Aim of the task:
Transcribe the tail of the listing: start at the line containing "target: woman's face" and stop after the last line, keeping every character as is and adding nothing.

+---+

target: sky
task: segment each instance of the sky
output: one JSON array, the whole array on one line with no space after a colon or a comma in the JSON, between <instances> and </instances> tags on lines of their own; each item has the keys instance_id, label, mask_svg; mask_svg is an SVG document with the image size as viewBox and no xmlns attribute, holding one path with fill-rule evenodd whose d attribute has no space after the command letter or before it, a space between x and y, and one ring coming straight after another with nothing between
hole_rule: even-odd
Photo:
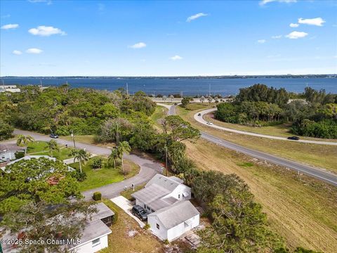
<instances>
[{"instance_id":1,"label":"sky","mask_svg":"<svg viewBox=\"0 0 337 253\"><path fill-rule=\"evenodd\" d=\"M337 73L337 1L0 1L0 76Z\"/></svg>"}]
</instances>

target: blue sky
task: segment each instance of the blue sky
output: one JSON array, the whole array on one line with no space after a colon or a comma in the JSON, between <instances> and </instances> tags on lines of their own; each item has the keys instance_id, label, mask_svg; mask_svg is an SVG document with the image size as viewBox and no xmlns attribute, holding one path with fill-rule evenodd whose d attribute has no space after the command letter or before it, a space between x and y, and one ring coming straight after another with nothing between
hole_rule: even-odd
<instances>
[{"instance_id":1,"label":"blue sky","mask_svg":"<svg viewBox=\"0 0 337 253\"><path fill-rule=\"evenodd\" d=\"M0 5L1 76L337 73L336 1Z\"/></svg>"}]
</instances>

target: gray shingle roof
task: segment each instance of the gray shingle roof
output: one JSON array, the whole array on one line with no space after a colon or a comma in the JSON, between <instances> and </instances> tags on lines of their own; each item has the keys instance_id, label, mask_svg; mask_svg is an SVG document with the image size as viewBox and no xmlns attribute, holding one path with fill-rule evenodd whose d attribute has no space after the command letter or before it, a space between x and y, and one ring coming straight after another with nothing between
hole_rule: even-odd
<instances>
[{"instance_id":1,"label":"gray shingle roof","mask_svg":"<svg viewBox=\"0 0 337 253\"><path fill-rule=\"evenodd\" d=\"M152 184L131 194L131 196L140 200L144 203L150 203L158 200L168 193L171 191L162 188L157 184Z\"/></svg>"},{"instance_id":2,"label":"gray shingle roof","mask_svg":"<svg viewBox=\"0 0 337 253\"><path fill-rule=\"evenodd\" d=\"M180 183L177 182L173 179L157 174L154 175L154 176L152 178L150 181L147 182L147 183L145 185L145 188L154 183L169 190L170 192L172 192L180 184Z\"/></svg>"},{"instance_id":3,"label":"gray shingle roof","mask_svg":"<svg viewBox=\"0 0 337 253\"><path fill-rule=\"evenodd\" d=\"M153 212L147 217L157 216L166 229L173 228L199 214L198 210L188 200L179 201L178 203L164 207Z\"/></svg>"}]
</instances>

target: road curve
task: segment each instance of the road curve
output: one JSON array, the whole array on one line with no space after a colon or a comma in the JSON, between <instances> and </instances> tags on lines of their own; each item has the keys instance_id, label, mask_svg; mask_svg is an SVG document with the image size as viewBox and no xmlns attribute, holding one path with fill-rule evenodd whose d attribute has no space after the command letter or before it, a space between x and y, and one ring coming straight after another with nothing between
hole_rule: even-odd
<instances>
[{"instance_id":1,"label":"road curve","mask_svg":"<svg viewBox=\"0 0 337 253\"><path fill-rule=\"evenodd\" d=\"M175 108L174 105L171 105ZM175 114L175 108L168 110L168 115ZM172 113L172 114L170 114ZM200 116L197 116L200 117ZM195 117L194 117L195 118ZM207 125L209 126L209 125ZM301 172L310 176L315 177L319 180L323 181L333 186L337 186L337 174L326 171L322 169L315 168L311 166L300 164L297 162L291 161L285 158L279 157L276 155L267 154L263 152L257 151L251 148L245 148L242 145L233 143L230 141L225 141L209 134L201 131L201 138L211 141L216 145L229 148L237 152L249 155L251 157L265 160L268 162L280 165L293 171Z\"/></svg>"},{"instance_id":2,"label":"road curve","mask_svg":"<svg viewBox=\"0 0 337 253\"><path fill-rule=\"evenodd\" d=\"M249 135L249 136L256 136L256 137L267 138L271 138L271 139L275 139L275 140L296 141L296 142L300 142L300 143L313 143L313 144L321 144L321 145L337 145L337 142L310 141L310 140L298 140L298 141L289 140L289 139L286 138L286 137L272 136L270 136L270 135L267 135L267 134L256 134L256 133L247 132L247 131L245 131L232 129L230 129L230 128L227 128L227 127L223 127L223 126L218 126L218 125L216 125L216 124L213 124L213 125L207 124L207 122L205 119L204 119L204 115L205 115L208 113L214 112L216 110L216 108L211 108L211 109L204 110L203 111L201 111L201 112L197 112L196 114L194 114L194 118L198 122L204 124L206 125L207 126L213 127L213 128L216 128L216 129L220 129L220 130L230 131L230 132L240 134ZM201 116L198 116L198 115L199 113L201 114Z\"/></svg>"},{"instance_id":3,"label":"road curve","mask_svg":"<svg viewBox=\"0 0 337 253\"><path fill-rule=\"evenodd\" d=\"M14 130L14 134L29 135L33 137L35 141L49 141L51 140L51 138L49 138L48 136L29 131L15 129ZM61 138L54 140L60 145L65 145L67 144L68 147L72 147L74 145L74 143L71 141ZM8 141L6 143L15 143L15 141ZM81 143L77 141L76 142L76 148L85 148L86 151L96 155L108 155L111 153L111 149L110 148L99 147L95 145ZM139 165L140 167L139 173L132 178L121 182L113 183L97 188L84 191L82 192L82 194L86 200L91 200L93 193L96 191L100 192L104 197L109 199L119 196L119 193L124 190L124 187L126 186L130 188L131 187L132 183L135 184L135 186L143 184L151 179L156 174L161 173L162 165L159 162L136 155L125 155L124 157Z\"/></svg>"}]
</instances>

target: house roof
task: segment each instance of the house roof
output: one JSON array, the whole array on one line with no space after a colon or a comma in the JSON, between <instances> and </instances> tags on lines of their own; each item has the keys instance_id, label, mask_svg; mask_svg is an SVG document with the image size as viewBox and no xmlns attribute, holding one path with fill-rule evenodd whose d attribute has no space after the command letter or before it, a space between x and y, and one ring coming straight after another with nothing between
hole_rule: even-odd
<instances>
[{"instance_id":1,"label":"house roof","mask_svg":"<svg viewBox=\"0 0 337 253\"><path fill-rule=\"evenodd\" d=\"M98 212L91 216L92 221L100 220L114 215L114 212L102 202L96 204L95 207L96 207Z\"/></svg>"},{"instance_id":2,"label":"house roof","mask_svg":"<svg viewBox=\"0 0 337 253\"><path fill-rule=\"evenodd\" d=\"M157 184L169 190L170 192L172 192L180 183L181 183L178 182L176 180L172 179L171 177L167 177L161 174L157 174L154 175L154 176L152 178L150 181L147 182L147 183L145 185L145 188L152 184Z\"/></svg>"},{"instance_id":3,"label":"house roof","mask_svg":"<svg viewBox=\"0 0 337 253\"><path fill-rule=\"evenodd\" d=\"M157 217L166 229L169 229L197 214L199 213L190 201L185 200L150 214L147 217Z\"/></svg>"},{"instance_id":4,"label":"house roof","mask_svg":"<svg viewBox=\"0 0 337 253\"><path fill-rule=\"evenodd\" d=\"M161 186L154 183L132 193L131 196L144 203L148 204L160 199L170 193L171 191L164 188Z\"/></svg>"},{"instance_id":5,"label":"house roof","mask_svg":"<svg viewBox=\"0 0 337 253\"><path fill-rule=\"evenodd\" d=\"M14 143L4 143L0 144L0 153L5 152L16 152L16 151L25 151L25 147L19 147Z\"/></svg>"}]
</instances>

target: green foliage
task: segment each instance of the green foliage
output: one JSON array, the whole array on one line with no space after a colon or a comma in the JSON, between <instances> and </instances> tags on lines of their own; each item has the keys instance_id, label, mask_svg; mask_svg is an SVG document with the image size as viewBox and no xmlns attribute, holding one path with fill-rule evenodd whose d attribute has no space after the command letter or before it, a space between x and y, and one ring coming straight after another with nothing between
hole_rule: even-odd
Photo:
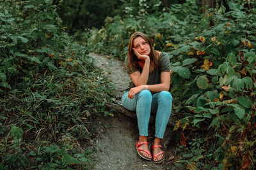
<instances>
[{"instance_id":1,"label":"green foliage","mask_svg":"<svg viewBox=\"0 0 256 170\"><path fill-rule=\"evenodd\" d=\"M0 1L1 169L93 166L88 122L113 89L52 2Z\"/></svg>"},{"instance_id":2,"label":"green foliage","mask_svg":"<svg viewBox=\"0 0 256 170\"><path fill-rule=\"evenodd\" d=\"M124 59L129 36L138 31L148 34L156 49L170 54L173 111L192 128L205 130L200 137L205 142L189 139L191 152L180 162L195 168L252 168L256 162L255 3L218 5L203 15L196 12L196 1L173 4L161 15L134 14L140 5L132 6L125 17L107 18L104 28L90 30L84 44Z\"/></svg>"}]
</instances>

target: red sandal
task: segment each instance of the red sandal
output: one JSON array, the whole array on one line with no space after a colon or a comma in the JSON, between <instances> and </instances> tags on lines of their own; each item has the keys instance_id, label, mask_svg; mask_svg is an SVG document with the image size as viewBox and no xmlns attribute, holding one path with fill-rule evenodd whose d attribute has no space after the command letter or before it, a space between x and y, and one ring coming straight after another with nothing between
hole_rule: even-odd
<instances>
[{"instance_id":1,"label":"red sandal","mask_svg":"<svg viewBox=\"0 0 256 170\"><path fill-rule=\"evenodd\" d=\"M154 145L154 146L152 146L152 150L154 150L154 149L156 148L159 148L161 149L162 148L162 146L161 145ZM159 155L162 155L162 154L164 155L164 156L163 157L163 158L161 159L158 160L154 160L154 158L157 158L157 157ZM158 153L156 155L154 155L153 154L153 159L153 159L153 162L155 162L155 163L161 163L161 162L162 162L164 160L164 152L162 150L161 152L160 152L159 153Z\"/></svg>"},{"instance_id":2,"label":"red sandal","mask_svg":"<svg viewBox=\"0 0 256 170\"><path fill-rule=\"evenodd\" d=\"M141 153L141 152L142 151L142 152L146 152L148 154L148 155L150 155L152 157L151 153L150 152L148 152L148 151L147 151L147 150L145 150L143 149L141 149L141 148L139 148L140 146L141 146L142 145L145 145L145 144L148 145L148 142L140 142L140 143L136 143L136 150L137 150L137 153L138 153L138 154L139 154L139 155L141 158L145 159L145 160L151 160L152 158L146 157L145 156L144 156Z\"/></svg>"}]
</instances>

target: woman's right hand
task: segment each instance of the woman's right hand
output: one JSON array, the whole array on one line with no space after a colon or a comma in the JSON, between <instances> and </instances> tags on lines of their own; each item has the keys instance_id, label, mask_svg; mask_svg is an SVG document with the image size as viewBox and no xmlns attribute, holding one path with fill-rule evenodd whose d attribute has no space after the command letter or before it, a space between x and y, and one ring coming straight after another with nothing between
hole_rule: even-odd
<instances>
[{"instance_id":1,"label":"woman's right hand","mask_svg":"<svg viewBox=\"0 0 256 170\"><path fill-rule=\"evenodd\" d=\"M147 89L148 85L141 85L135 87L132 87L130 89L130 91L128 92L128 98L132 99L134 97L134 95L140 93L144 89Z\"/></svg>"},{"instance_id":2,"label":"woman's right hand","mask_svg":"<svg viewBox=\"0 0 256 170\"><path fill-rule=\"evenodd\" d=\"M134 52L135 55L137 56L137 57L139 59L139 60L146 60L147 59L150 60L149 56L147 55L141 55L140 54L136 49L134 48L132 48L133 52Z\"/></svg>"}]
</instances>

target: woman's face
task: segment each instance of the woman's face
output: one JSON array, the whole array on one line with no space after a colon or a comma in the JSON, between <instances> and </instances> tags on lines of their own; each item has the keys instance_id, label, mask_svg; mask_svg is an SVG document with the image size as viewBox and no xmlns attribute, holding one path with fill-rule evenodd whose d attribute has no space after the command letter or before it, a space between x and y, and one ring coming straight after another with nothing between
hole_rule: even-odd
<instances>
[{"instance_id":1,"label":"woman's face","mask_svg":"<svg viewBox=\"0 0 256 170\"><path fill-rule=\"evenodd\" d=\"M133 40L133 48L141 55L148 55L151 51L149 44L141 36L138 36Z\"/></svg>"}]
</instances>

+---+

Expected answer:
target: woman's face
task: segment each instance of the woman's face
output: one JSON array, the whole array on one line with no space after a colon or a comma in the JSON, between <instances> and </instances> tags on lines of their own; each item has the keys instance_id, label, mask_svg; mask_svg is an SVG document with the image size as viewBox and no xmlns attribute, holding one path with fill-rule evenodd whose d attribute has no space after the command letter or before it, a space between x and y, and one ring coming straight after another with nothing between
hole_rule: even-odd
<instances>
[{"instance_id":1,"label":"woman's face","mask_svg":"<svg viewBox=\"0 0 256 170\"><path fill-rule=\"evenodd\" d=\"M133 40L133 48L141 55L148 55L151 51L149 44L141 36L138 36Z\"/></svg>"}]
</instances>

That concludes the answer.